**WHAT IS NEEDED**
Repeat all of the records verbatim.

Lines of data
start
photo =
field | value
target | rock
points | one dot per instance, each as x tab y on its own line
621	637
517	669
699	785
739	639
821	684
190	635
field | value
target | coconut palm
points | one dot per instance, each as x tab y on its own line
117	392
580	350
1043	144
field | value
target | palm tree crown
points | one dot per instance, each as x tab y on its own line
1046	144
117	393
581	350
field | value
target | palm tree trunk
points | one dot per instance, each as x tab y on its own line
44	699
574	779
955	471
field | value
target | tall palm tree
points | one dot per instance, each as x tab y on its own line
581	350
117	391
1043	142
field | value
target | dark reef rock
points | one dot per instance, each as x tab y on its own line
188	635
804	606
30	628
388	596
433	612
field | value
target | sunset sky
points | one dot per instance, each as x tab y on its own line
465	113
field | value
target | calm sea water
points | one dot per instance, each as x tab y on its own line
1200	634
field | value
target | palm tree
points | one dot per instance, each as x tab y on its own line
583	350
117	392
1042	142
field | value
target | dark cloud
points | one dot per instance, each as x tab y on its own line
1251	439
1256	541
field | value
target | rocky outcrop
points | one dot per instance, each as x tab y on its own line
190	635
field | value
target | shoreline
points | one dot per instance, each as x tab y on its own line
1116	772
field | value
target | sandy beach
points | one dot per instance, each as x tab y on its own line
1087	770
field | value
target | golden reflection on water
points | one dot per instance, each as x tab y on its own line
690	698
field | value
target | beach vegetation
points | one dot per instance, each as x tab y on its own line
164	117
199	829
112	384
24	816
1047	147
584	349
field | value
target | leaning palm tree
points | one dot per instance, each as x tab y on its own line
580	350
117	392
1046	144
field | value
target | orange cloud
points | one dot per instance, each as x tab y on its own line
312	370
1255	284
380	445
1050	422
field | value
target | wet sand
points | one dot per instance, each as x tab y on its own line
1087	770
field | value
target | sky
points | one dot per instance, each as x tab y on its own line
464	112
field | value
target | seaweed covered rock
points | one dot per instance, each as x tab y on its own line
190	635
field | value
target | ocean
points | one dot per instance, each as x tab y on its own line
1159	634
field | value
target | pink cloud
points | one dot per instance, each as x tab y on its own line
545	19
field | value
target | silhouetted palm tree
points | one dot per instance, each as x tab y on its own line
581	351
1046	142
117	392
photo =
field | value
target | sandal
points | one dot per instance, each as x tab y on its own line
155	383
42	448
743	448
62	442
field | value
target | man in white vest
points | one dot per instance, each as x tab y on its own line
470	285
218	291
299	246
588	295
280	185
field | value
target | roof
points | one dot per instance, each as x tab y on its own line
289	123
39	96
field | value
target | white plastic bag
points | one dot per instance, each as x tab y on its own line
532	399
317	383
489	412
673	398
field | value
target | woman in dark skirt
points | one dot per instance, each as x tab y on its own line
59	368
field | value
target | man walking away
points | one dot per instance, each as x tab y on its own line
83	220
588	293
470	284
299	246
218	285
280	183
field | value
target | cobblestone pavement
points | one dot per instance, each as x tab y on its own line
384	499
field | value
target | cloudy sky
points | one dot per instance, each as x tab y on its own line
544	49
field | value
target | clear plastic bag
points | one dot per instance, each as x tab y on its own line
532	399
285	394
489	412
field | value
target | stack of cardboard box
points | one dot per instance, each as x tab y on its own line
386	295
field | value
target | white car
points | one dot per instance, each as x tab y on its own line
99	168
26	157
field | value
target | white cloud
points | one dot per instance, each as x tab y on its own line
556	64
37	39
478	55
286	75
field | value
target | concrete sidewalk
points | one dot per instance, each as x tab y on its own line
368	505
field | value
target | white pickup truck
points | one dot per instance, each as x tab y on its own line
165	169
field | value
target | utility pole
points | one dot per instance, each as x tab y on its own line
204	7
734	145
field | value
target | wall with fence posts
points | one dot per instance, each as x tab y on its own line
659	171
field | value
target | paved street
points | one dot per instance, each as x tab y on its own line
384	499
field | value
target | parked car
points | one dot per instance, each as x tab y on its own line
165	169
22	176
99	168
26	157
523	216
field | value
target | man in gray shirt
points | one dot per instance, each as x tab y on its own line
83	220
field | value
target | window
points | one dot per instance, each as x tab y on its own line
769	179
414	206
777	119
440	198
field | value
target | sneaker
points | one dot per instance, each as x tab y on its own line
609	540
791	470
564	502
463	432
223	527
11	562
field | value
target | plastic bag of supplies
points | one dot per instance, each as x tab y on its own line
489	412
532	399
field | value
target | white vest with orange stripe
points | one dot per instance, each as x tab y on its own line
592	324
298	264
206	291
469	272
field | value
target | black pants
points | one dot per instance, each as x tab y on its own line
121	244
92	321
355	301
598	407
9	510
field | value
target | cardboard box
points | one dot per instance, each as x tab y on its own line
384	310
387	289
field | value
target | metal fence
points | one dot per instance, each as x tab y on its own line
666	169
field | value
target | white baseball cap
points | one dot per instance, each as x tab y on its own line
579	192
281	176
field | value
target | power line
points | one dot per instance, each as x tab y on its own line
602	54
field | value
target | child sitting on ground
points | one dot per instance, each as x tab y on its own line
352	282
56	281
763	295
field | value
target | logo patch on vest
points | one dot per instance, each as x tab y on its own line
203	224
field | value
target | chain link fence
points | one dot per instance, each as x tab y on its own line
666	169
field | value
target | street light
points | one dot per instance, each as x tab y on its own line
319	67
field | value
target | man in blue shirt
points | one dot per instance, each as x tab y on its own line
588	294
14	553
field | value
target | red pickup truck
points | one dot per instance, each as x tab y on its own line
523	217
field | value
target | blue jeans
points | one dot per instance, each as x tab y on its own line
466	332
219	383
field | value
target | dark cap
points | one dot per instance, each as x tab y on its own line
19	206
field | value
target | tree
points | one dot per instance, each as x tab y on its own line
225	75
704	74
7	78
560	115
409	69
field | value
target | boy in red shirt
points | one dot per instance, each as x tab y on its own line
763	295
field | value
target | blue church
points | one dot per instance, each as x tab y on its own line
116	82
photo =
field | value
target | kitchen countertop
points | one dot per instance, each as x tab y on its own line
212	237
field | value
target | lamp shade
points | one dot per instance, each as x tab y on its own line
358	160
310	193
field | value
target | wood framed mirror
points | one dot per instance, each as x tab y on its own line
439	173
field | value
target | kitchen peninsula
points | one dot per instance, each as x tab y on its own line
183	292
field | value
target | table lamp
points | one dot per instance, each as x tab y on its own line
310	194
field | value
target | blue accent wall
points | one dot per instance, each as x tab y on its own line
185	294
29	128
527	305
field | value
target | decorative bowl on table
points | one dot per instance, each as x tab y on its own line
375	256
end
**FULL SOLUTION**
photo =
field | value
target | rock
points | one dot per instance, each as x tab y on its own line
621	637
517	669
699	785
739	639
821	684
190	635
field | value
target | coconut palm
points | one dot per instance, each as x tab y on its own line
117	392
580	350
1043	144
field | value
target | palm tree crown
points | one dot per instance, each as x tab y on its own line
1046	144
117	393
581	350
field | value
target | palm tree trunk
points | one dot per instance, each as x tab y on its own line
44	699
574	779
955	471
field | value
target | tall palm tree
points | one dot per instance, each as x tab y on its own line
581	350
117	391
1043	142
field | value
target | dark reef rock
points | one dot per instance, each as x tab y on its own line
188	635
804	606
30	628
388	596
433	612
field | value
target | sunset sky
points | one dot per instance, each as x tab y on its own line
465	113
field | value
target | calm sea water
points | one dot per instance, each as x tab y on its own line
1200	634
field | value
target | palm tree
points | one dot per instance, each as x tab y on its own line
583	350
117	392
1042	142
field | value
target | dark cloud
points | one dot per instance, each as x tab y on its own line
1251	439
1256	541
field | value
target | rocky outcrop
points | one dot per instance, each as x tab y on its own line
190	635
field | value
target | shoreline
points | one dot per instance, each as x tab y on its own line
1116	772
field | value
target | sandy beach
points | one dot per instance, each as x tab y on its own line
1087	770
field | value
target | golden reflection on water
points | one dot per instance, each as x tab y on its own line
690	698
field | value
target | beach vegetation
points | one dot per instance, each as x tab y on its own line
164	117
199	829
112	384
24	816
1047	147
584	349
field | value
target | leaning palm tree
points | one dot per instance, each as x tab y on its own line
580	350
117	392
1046	144
field | value
target | orange cloud
points | one dot per instance, each as x tab y on its own line
312	370
1255	284
380	445
1050	422
field | value
target | wet sand
points | one dot per instance, each as x tab y on its own line
1087	770
field | value
target | sky
points | one dot per instance, each as x tab y on its own line
464	112
field | value
target | seaweed covered rock
points | one dot per instance, each as x tab y on its own line
190	635
field | value
target | ocean
points | one dot per instance, each as x tab y on its own line
1159	634
field | value
target | pink cloud
points | one dot per instance, each as x tab y on its own line
545	19
field | value
target | silhouetted palm tree
points | one dot per instance, each as x tab y on its own line
581	351
1046	142
117	392
photo =
field | value
target | sandal
points | one dot per instance, each as x tab y on its own line
155	383
42	448
743	448
62	442
field | value
target | man in white vest
points | one dot per instance, each as x tab y on its own line
470	285
218	291
299	246
588	295
280	185
field | value
target | roof
points | one dot per instance, each as x tab y on its own line
289	123
39	96
field | value
target | white plastic bag
points | one dot per instance, each as x tab y on its own line
532	399
317	383
489	412
673	398
field | value
target | woman in dark skirt
points | one dot per instance, each as x tab y on its own line
59	368
field | value
target | man walking away
points | one dot per instance, each as x tab y on its own line
83	220
588	293
470	284
299	246
218	285
280	183
field | value
target | cobblestone pavement
points | one dot per instance, each as x tab y on its own line
384	499
field | value
target | cloudy sky
points | one dot per instance, each as x tab y on its own line
544	49
field | value
target | clear plastic bag
points | one dot per instance, each as x tab y on its own line
532	399
285	394
489	412
field | value
target | stack of cardboard box
points | one dot per instance, each as x tab y on its own line
386	295
field | value
target | white car
points | one dot per instance, each as x tab y on its own line
99	168
26	157
field | value
target | white cloud
points | one dot per instance, each as x tab y on its own line
556	64
37	39
478	55
286	75
field | value
target | concrete sidewalk
points | one dot per instance, each as x tab y on its own line
368	505
field | value
target | white pickup truck
points | one dot per instance, each as x tab y on its own line
165	169
field | value
target | utility pole
points | one dot per instance, each as x tab y on its own line
204	7
734	145
field | value
target | wall with fence posts
points | one dot per instance, each as x tab y on its own line
659	171
field | value
target | paved street
points | one dot per instance, each as x tab y on its own line
384	499
field | value
target | parked car
points | one dot per instance, each as x tab y on its own line
165	169
22	176
99	168
26	157
523	216
field | value
target | man in gray shirt
points | one dot per instance, each as x tab y on its own line
83	220
field | value
target | window
points | one dot per instance, each as x tab y on its own line
769	179
414	206
777	119
440	198
field | value
target | sneaker
points | one dot per instance, each as x tab y on its own line
609	540
791	470
564	502
463	432
223	527
11	562
field | value
target | plastic bag of supplies
points | one dot per instance, each as x tab y on its own line
489	412
532	399
field | value
target | white vest with orange stripe
points | one dot per instance, each as x tab y on its own line
592	324
298	264
206	291
469	272
field | value
target | black pants
points | one dot per instance, each as x tab y on its own line
121	244
92	321
355	301
598	407
9	510
field | value
target | cardboard box
points | one dot per instance, each as x tab y on its own line
384	310
387	289
field | value
target | metal fence
points | one dot per instance, each as x tab y on its own line
666	169
field | value
target | white baseball cap
points | one dot per instance, each as x tab y on its own line
579	192
281	176
field | value
target | power line
points | one dot per instance, each as x tab y on its own line
602	54
field | value
target | child sitting on ground
points | one dot per instance, each as x tab y on its own line
352	282
56	281
763	295
field | value
target | logo patch on vest
points | one dot per instance, each as x tab y on its own line
203	224
field | value
target | chain link fence
points | one dot per instance, each as x tab y on its own line
666	169
field | value
target | street light
points | one dot per instance, each as x tab y on its own line
319	67
field | value
target | man in blue shirt
points | one dot per instance, each as x tab y on its own line
588	294
14	553
field | value
target | red pickup truck
points | one dot per instance, each as x tab y on its own line
523	217
field | value
target | blue jeans
points | one dot per instance, each as x tab y on its own line
466	332
219	383
field | value
target | dark cap
points | one dot per instance, each as x tab y on its own line
19	206
field | value
target | tree
points | one dot per instance, each as x tab y on its own line
225	75
704	74
7	78
560	115
409	69
field | value
target | boy in red shirt
points | one dot per instance, each as x tab y on its own line
763	295
field | value
target | blue church
points | one dot per instance, each as x tab y on its own line
116	82
photo =
field | value
target | kitchen countertop
points | one dot per instance, each as x tab y on its own line
212	237
field | value
target | lamp shade
points | one dot per instance, each as x tab y on its own line
358	160
310	193
field | value
target | wood framed mirror
points | one dot per instance, each as x tab y on its own line
439	173
field | value
target | kitchen peninsula
points | one dot per instance, each as x tab y on its own line
183	292
field | value
target | table lamp
points | one dot per instance, each as x tab y on its own line
310	194
field | value
target | blue accent wall
points | one dot per instance, each as x tab y on its own line
185	294
29	128
527	305
field | value
target | decorative bowl on table
points | one dot per instance, each as x tab y on its own line
375	256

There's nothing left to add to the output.